### Tasks and exercises
(a) From the passage about Obama's future conduct, extract the words starting with "Second, I predict" and going on through "West already possess.".
(b) Copy the records verbatim, starting with the line with "the white ice" and going on through the final line of the records.

### Source

_ _ _ _ _ _ _

My confidence in the anti-colonial model emboldens me to make three specific predictions about Obama’s future conduct. The first prediction concerns deficit reduction. Obama’s position has been that we need to spend trillions right now, but once the economy recovers it will be time to get serious about deficit reduction. Now there is one kind of deficit reduction that Obama clearly likes: tax increases on the rich. Already he has announced that he is going to let the Bush tax cuts lapse, at least for the higher brackets. But of course deficits can also be reduced through spending cuts. Since I don’t think Obama cares about deficits per se, only about reducing concentrations of power and wealth in America, I do not expect to see any significant spending reductions during an Obama administration. Cutting spending is simply not a priority for the anti-colonial agenda.
Second, I predict that even as Iran develops the full capacity to build nuclear weapons, Obama will do little or nothing to stop it. My theory holds that Obama has no serious interest in preventing Iran from having a bomb; his main concern is with reducing the American arsenal. Therefore I believe that the Obama administration will huff and puff and take all kinds of meaningless steps but no effective action to actually prevent Iran from reaching its nuclear objective. Of course it is possible that Israel will launch airstrikes to disable the Iranian nuclear facilities, but in this case I predict the Obama administration will do its best to prevent Israel from taking any such action. From the anti-colonial point of view, an Israeli strike would be an unconscionable act of aggression against a country that is only seeking something that Israel and the West already possess.

_ _ _ _ _ _ _

### Location identification items

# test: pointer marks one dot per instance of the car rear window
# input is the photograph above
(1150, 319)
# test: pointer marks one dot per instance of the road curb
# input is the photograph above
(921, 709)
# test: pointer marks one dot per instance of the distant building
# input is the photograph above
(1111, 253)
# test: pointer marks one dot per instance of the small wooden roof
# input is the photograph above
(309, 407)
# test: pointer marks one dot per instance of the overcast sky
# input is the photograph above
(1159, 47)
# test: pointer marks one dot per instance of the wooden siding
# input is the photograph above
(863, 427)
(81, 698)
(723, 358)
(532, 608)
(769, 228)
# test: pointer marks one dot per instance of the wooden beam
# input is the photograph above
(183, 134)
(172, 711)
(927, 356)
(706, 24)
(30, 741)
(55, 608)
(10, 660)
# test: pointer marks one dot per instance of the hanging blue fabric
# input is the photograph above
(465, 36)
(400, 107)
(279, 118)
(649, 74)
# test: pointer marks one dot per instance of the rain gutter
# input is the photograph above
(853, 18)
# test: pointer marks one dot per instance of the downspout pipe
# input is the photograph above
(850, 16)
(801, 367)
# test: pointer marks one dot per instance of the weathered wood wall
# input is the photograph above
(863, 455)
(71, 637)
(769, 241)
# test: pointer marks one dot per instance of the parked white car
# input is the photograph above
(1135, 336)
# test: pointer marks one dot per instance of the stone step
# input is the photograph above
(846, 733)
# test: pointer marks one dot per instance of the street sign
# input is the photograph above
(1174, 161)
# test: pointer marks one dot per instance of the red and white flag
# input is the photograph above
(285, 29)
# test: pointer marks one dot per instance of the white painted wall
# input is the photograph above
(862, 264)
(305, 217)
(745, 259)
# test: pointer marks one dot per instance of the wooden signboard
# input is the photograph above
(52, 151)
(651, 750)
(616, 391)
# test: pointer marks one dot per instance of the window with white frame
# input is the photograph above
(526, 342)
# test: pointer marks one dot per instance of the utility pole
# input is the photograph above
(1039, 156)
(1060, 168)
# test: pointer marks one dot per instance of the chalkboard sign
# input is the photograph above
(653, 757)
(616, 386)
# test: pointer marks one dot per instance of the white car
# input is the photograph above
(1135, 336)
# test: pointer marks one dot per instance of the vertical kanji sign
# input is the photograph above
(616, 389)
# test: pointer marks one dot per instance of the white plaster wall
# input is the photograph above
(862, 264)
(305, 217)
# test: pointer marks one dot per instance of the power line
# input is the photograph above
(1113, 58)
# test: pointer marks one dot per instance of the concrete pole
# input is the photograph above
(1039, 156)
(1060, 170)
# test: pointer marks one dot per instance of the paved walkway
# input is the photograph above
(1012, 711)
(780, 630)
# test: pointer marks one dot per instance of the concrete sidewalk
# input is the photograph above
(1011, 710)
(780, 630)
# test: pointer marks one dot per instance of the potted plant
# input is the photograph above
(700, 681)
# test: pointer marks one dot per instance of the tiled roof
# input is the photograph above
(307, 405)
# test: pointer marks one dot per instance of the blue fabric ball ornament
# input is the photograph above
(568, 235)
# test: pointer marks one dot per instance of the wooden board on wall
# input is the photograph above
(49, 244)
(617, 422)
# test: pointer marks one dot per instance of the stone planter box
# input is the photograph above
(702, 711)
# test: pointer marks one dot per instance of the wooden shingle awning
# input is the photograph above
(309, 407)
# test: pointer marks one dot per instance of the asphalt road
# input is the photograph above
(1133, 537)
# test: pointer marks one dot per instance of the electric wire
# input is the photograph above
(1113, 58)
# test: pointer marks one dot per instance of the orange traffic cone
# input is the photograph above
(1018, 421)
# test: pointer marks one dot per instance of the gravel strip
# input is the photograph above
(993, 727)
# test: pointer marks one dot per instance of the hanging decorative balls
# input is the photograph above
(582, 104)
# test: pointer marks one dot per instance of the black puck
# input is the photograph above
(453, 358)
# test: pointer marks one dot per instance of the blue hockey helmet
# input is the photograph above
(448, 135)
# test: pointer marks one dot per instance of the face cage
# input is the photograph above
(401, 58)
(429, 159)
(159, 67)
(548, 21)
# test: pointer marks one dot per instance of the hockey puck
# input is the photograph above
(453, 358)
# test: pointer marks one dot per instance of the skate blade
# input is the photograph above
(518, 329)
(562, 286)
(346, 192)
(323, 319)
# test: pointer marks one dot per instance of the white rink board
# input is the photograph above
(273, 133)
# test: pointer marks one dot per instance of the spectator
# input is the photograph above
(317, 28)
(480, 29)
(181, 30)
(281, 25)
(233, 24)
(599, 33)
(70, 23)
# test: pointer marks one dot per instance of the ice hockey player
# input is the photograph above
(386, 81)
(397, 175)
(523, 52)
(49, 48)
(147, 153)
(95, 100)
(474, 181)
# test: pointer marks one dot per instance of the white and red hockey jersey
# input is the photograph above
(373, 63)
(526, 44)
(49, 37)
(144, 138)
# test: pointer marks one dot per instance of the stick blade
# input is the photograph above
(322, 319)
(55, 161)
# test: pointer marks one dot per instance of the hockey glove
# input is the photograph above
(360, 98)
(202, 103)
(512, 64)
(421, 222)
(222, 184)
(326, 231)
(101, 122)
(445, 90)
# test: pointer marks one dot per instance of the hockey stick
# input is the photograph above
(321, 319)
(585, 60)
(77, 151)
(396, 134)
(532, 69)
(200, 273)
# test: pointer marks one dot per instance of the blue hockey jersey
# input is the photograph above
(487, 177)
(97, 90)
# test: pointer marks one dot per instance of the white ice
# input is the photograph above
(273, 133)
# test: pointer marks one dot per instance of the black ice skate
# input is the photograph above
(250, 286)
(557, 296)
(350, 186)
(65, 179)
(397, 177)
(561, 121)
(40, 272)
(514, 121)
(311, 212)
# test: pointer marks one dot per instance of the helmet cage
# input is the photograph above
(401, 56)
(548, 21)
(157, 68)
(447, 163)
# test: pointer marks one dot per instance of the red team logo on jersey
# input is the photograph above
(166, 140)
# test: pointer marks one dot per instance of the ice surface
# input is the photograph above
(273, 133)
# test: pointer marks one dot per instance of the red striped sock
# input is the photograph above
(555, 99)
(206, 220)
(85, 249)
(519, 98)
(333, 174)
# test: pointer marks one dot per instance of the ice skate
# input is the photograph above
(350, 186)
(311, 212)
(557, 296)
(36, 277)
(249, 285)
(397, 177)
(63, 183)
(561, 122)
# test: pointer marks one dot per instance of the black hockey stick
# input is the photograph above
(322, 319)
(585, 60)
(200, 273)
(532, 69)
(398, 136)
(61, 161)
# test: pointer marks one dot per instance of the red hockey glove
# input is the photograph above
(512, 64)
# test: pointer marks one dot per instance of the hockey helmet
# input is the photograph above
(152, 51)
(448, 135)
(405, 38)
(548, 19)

_ _ _ _ _ _ _

### Per-task answers
(a)
Second, I predict that even as Iran develops the full capacity to build nuclear weapons, Obama will do little or nothing to stop it. My theory holds that Obama has no serious interest in preventing Iran from having a bomb; his main concern is with reducing the American arsenal. Therefore I believe that the Obama administration will huff and puff and take all kinds of meaningless steps but no effective action to actually prevent Iran from reaching its nuclear objective. Of course it is possible that Israel will launch airstrikes to disable the Iranian nuclear facilities, but in this case I predict the Obama administration will do its best to prevent Israel from taking any such action. From the anti-colonial point of view, an Israeli strike would be an unconscionable act of aggression against a country that is only seeking something that Israel and the West already possess.

(b)
# test: pointer marks one dot per instance of the white ice
# input is the photograph above
(273, 133)
# test: pointer marks one dot per instance of the black ice skate
# input is the photograph above
(250, 286)
(557, 296)
(350, 186)
(65, 179)
(397, 177)
(561, 121)
(40, 272)
(514, 121)
(311, 212)
# test: pointer marks one dot per instance of the helmet cage
# input is the photograph above
(401, 56)
(548, 21)
(157, 68)
(447, 163)
# test: pointer marks one dot per instance of the red team logo on jersey
# input is the photograph above
(166, 140)
# test: pointer marks one dot per instance of the ice surface
# input is the photograph above
(273, 133)
# test: pointer marks one dot per instance of the red striped sock
# input is the photograph above
(555, 99)
(206, 220)
(85, 249)
(519, 98)
(333, 174)
# test: pointer marks one dot per instance of the ice skate
# input is the photograph above
(350, 186)
(311, 212)
(557, 296)
(36, 277)
(249, 285)
(397, 177)
(63, 183)
(561, 122)
# test: pointer marks one dot per instance of the black hockey stick
# input is the photograph above
(322, 319)
(585, 60)
(200, 273)
(532, 69)
(398, 136)
(61, 161)
# test: pointer marks one dot per instance of the red hockey glove
# input is the photograph above
(512, 64)
# test: pointer marks one dot per instance of the hockey helmet
# input is the photograph above
(152, 51)
(448, 135)
(405, 38)
(548, 19)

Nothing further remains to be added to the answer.